## [Material shown]
##############################
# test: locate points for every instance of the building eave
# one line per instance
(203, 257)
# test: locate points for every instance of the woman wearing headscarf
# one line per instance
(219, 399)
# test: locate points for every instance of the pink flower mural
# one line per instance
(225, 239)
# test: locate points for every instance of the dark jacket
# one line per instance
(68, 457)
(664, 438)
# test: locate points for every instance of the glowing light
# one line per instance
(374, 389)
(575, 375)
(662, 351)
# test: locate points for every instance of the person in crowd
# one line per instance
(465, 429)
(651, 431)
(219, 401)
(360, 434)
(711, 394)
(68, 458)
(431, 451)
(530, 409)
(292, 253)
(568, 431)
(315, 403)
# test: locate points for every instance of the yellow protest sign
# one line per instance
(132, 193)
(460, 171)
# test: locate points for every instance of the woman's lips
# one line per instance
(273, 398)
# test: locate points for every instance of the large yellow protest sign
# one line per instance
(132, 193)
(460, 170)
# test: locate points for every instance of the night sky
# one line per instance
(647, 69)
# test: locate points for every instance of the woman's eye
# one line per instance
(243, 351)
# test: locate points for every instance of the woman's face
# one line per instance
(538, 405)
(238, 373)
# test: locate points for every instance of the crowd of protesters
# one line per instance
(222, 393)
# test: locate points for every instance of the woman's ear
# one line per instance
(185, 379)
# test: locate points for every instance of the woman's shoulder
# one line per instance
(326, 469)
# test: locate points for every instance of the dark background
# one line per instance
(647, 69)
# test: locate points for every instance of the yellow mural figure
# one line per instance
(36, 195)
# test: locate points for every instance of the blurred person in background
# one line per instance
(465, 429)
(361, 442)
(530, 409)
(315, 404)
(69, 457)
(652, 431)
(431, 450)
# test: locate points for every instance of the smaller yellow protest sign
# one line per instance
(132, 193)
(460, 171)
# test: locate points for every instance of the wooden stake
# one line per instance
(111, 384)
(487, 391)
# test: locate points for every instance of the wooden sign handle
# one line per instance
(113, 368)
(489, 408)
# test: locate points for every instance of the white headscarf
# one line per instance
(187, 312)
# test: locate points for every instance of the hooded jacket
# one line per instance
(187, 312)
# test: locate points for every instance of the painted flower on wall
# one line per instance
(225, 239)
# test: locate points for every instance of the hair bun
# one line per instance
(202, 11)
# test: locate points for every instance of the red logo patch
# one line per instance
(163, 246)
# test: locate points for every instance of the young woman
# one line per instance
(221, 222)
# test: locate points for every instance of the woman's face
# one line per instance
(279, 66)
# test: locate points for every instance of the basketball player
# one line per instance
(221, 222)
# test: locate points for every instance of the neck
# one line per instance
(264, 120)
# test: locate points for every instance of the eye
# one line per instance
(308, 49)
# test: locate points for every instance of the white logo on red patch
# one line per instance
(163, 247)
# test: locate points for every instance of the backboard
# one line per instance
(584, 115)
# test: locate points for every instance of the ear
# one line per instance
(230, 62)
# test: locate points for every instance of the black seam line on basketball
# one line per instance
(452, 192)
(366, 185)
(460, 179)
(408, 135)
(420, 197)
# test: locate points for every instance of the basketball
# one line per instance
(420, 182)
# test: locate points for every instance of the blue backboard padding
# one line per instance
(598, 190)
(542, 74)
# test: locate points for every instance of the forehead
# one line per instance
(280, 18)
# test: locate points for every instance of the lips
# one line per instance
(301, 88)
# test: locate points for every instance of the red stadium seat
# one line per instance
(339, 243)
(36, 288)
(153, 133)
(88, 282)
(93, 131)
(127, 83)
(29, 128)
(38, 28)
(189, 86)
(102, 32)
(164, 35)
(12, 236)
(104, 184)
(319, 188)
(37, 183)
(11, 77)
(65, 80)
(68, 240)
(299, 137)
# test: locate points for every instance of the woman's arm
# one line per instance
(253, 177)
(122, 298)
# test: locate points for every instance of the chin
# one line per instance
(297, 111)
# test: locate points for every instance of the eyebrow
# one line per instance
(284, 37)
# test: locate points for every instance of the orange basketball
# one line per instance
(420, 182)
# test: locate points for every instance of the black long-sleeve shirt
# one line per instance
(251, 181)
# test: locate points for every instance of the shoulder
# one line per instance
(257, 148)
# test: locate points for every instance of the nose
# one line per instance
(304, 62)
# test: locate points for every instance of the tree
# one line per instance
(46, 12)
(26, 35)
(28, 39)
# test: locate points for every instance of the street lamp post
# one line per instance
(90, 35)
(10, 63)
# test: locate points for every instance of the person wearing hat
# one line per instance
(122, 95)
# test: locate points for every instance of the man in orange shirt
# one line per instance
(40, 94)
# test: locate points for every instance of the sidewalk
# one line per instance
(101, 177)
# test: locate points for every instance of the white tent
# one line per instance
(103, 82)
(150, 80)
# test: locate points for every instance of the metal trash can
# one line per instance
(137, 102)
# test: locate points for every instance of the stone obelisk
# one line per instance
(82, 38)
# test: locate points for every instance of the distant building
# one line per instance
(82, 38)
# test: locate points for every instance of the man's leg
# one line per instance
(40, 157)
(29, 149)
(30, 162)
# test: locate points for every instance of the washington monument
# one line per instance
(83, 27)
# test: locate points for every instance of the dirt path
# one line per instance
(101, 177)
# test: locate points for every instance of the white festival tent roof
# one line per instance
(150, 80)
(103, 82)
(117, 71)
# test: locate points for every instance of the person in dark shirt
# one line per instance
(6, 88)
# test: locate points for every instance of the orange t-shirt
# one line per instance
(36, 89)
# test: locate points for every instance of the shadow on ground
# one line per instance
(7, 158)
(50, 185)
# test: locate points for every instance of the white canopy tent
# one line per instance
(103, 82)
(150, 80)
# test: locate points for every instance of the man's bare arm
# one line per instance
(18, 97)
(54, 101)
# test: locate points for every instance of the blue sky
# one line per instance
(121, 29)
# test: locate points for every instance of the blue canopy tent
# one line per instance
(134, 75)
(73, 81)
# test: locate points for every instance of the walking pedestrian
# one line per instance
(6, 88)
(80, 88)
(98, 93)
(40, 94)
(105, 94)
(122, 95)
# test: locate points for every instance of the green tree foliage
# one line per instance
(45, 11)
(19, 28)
##############################
## [What you have to do]
Rewrite the whole listing, replacing "one line per instance" with "a single line for each instance" each time it occurs and leaving everything else as is.

## [Worked solution]
# test: locate points for every instance of the building eave
# a single line for each instance
(203, 257)
# test: locate points for every instance of the woman wearing headscarf
# a single line for each instance
(219, 399)
# test: locate points for every instance of the pink flower mural
# a single line for each instance
(225, 239)
# test: locate points for every instance of the dark jacket
# a single line for each instance
(68, 457)
(664, 438)
# test: locate points for every instance of the glowing light
# a single line for each instance
(374, 389)
(575, 375)
(662, 351)
# test: locate points for every instance of the person in crowd
# a single line for each instance
(465, 429)
(651, 431)
(219, 401)
(360, 434)
(711, 394)
(68, 458)
(431, 451)
(530, 409)
(292, 253)
(568, 431)
(315, 403)
# test: locate points for every instance of the yellow protest sign
# a single line for each instance
(132, 193)
(460, 171)
# test: locate points for every instance of the woman's lips
# a single line for each instance
(273, 398)
# test: locate points for every instance of the large yellow protest sign
# a single line for each instance
(132, 193)
(460, 170)
# test: locate points for every instance of the night sky
# a single line for each instance
(647, 69)
# test: locate points for every instance of the woman's eye
# a single line for each instance
(243, 351)
# test: locate points for every instance of the woman's face
# a single line for each instance
(538, 405)
(238, 373)
# test: locate points for every instance of the crowd of protesters
# a single line for each instance
(222, 393)
# test: locate points for every instance of the woman's ear
# a single line for each instance
(185, 379)
# test: locate points for every instance of the woman's shoulder
# a single line for each instance
(326, 469)
# test: locate points for every instance of the dark background
# a single line for each instance
(647, 69)
# test: locate points for every instance of the yellow mural figure
# a single line for each instance
(36, 195)
# test: locate points for every instance of the blurred person in background
# a single line for each instance
(465, 429)
(361, 442)
(530, 409)
(315, 404)
(69, 457)
(652, 431)
(431, 450)
# test: locate points for every instance of the smaller yellow protest sign
# a single line for each instance
(132, 193)
(460, 171)
# test: locate points for every instance of the wooden stake
# a single line for each instance
(111, 384)
(487, 391)
# test: locate points for every instance of the wooden sign handle
# a single line for each instance
(113, 368)
(489, 408)
# test: locate points for every instance of the white headscarf
# a single line for each instance
(187, 312)
# test: locate points for every instance of the hooded jacket
# a single line for each instance
(187, 312)
# test: locate points for every instance of the painted flower on wall
# a single line for each instance
(225, 239)
# test: locate points for every instance of the hair bun
# a single line for each instance
(202, 11)
# test: locate points for every instance of the red logo patch
# a single line for each instance
(163, 246)
# test: locate points for every instance of the young woman
# a single line for each instance
(221, 222)
# test: locate points for every instance of the woman's face
# a single line for each instance
(279, 66)
# test: locate points for every instance of the basketball player
# a single line for each instance
(221, 222)
# test: locate points for every instance of the neck
# a single line for each instance
(264, 120)
# test: locate points for every instance of the eye
# a single line for each instance
(308, 49)
# test: locate points for every instance of the white logo on red patch
# a single line for each instance
(163, 247)
# test: locate points for every instance of the backboard
# a single line for each instance
(584, 115)
# test: locate points for every instance of the ear
# a single line for each instance
(230, 62)
# test: locate points for every instance of the black seam line on basketball
# a single line for each instance
(452, 192)
(366, 185)
(460, 179)
(408, 135)
(420, 197)
# test: locate points for every instance of the basketball
# a single line for each instance
(420, 182)
# test: locate points for every instance of the blue backboard padding
# a single line for each instance
(598, 190)
(542, 74)
# test: locate points for every instance of the forehead
# a single line for each instance
(280, 18)
# test: locate points for every instance of the lips
# a single line for each instance
(301, 88)
# test: locate points for every instance of the red stadium seat
# a single line for each instance
(339, 243)
(36, 288)
(153, 133)
(88, 282)
(93, 131)
(127, 83)
(29, 128)
(38, 28)
(189, 86)
(102, 32)
(164, 35)
(12, 236)
(104, 184)
(319, 188)
(37, 183)
(11, 77)
(65, 80)
(68, 240)
(299, 137)
# test: locate points for every instance of the woman's arm
# a single line for each instance
(253, 177)
(122, 298)
# test: locate points for every instance of the chin
# a single line for each instance
(297, 111)
# test: locate points for every instance of the eyebrow
# a single line for each instance
(284, 37)
# test: locate points for every instance of the orange basketball
# a single line for each instance
(420, 182)
# test: locate points for every instance of the black long-sleeve shirt
# a single line for each instance
(251, 181)
# test: locate points for every instance of the shoulder
# a single line for each instance
(257, 148)
# test: locate points for every instance of the nose
# a single line for each instance
(304, 62)
# test: locate points for every instance of the tree
# a single line for each instance
(46, 12)
(26, 35)
(28, 39)
# test: locate points for every instance of the street lamp post
# a single line for each instance
(90, 35)
(10, 63)
# test: locate points for every instance of the person wearing hat
# a single line for each instance
(122, 95)
# test: locate points for every instance of the man in orange shirt
# a single line for each instance
(40, 94)
# test: locate points for every instance of the sidewalk
# a single line for each instance
(101, 177)
# test: locate points for every instance of the white tent
# a single line for each instance
(103, 82)
(150, 80)
# test: locate points for every instance of the metal trash can
# a single line for each instance
(137, 102)
# test: locate points for every instance of the stone obelisk
# a single line for each instance
(82, 38)
# test: locate points for every instance of the distant building
# a single line for each instance
(82, 38)
# test: locate points for every instance of the man's leg
# a single line for each instance
(40, 157)
(29, 149)
(30, 162)
# test: locate points for every instance of the washington monument
# a single line for each instance
(83, 27)
# test: locate points for every instance of the dirt path
# a single line for each instance
(101, 177)
# test: locate points for every instance of the white festival tent roof
# a single line for each instance
(150, 80)
(103, 82)
(117, 71)
# test: locate points for every instance of the person in dark shirt
# a single line for each instance
(6, 88)
# test: locate points for every instance of the orange t-shirt
# a single line for each instance
(36, 89)
# test: locate points for every instance of the shadow on ground
# a single line for each instance
(7, 158)
(50, 185)
# test: locate points for every instance of the white canopy tent
# a single line for each instance
(103, 82)
(150, 80)
# test: locate points for every instance of the man's bare arm
# a single line for each instance
(18, 97)
(54, 101)
# test: locate points for every instance of the blue sky
# a single line for each instance
(121, 29)
# test: locate points for every instance of the blue canopy tent
# a single line for each instance
(134, 75)
(73, 81)
# test: locate points for every instance of the walking pedestrian
# a single line for each instance
(6, 88)
(80, 88)
(98, 93)
(40, 94)
(105, 94)
(122, 95)
# test: locate points for every instance of the green tree foliage
# a single line for each instance
(45, 11)
(19, 28)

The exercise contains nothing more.